_The request_
Rewrite the lines beginning at the one that contains "the duck's black" and stopping after the one that contains "Target: duck's back", replacing "endpoint" with "annotator" and leaving everything else unchanged.

_Excerpts from a pointing dataset_

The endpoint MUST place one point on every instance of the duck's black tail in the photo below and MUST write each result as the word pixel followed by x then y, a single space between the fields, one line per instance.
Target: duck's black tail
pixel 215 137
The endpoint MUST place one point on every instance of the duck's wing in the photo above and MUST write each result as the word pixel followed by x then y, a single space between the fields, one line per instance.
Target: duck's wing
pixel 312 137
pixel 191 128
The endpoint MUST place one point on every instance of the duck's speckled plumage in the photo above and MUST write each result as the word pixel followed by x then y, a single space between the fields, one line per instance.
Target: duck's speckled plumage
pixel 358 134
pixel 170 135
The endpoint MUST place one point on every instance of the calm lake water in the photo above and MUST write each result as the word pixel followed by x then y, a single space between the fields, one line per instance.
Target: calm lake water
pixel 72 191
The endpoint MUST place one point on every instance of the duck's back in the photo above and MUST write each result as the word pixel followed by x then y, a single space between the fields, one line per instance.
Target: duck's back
...
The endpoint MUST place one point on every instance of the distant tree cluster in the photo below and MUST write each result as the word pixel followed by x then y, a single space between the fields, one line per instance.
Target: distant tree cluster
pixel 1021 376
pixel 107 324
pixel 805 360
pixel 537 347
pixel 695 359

_Worked solution_
The annotator MUST place one point on every instance of the duck's black tail in the photo below and MUST write each result as the word pixel followed by x then y, a single space between the fields, one line per instance.
Target: duck's black tail
pixel 215 137
The annotator MUST place one point on every instance of the duck's wing in the photo above and MUST write each result as the word pixel followed by x then y, a single space between the fields, one line per instance.
Target: duck's wing
pixel 312 137
pixel 191 128
The annotator MUST place one point on every instance of the duck's speckled plumage in the photo above and MUST write each result as the word pixel followed by x then y, a single space between the fields, one line per instance.
Target: duck's speckled plumage
pixel 358 134
pixel 170 135
The annotator MUST place one point on every instance of the calm lake water in the photo above and MUST write each result as the word pixel followed by x then y, a single space between the fields, one line per instance.
Target: calm lake water
pixel 72 191
The annotator MUST place one point on every instance of the duck's back in the photo above and MUST write each result as the word pixel followed by x then y, a single space between the fields, one line per instance.
Target: duck's back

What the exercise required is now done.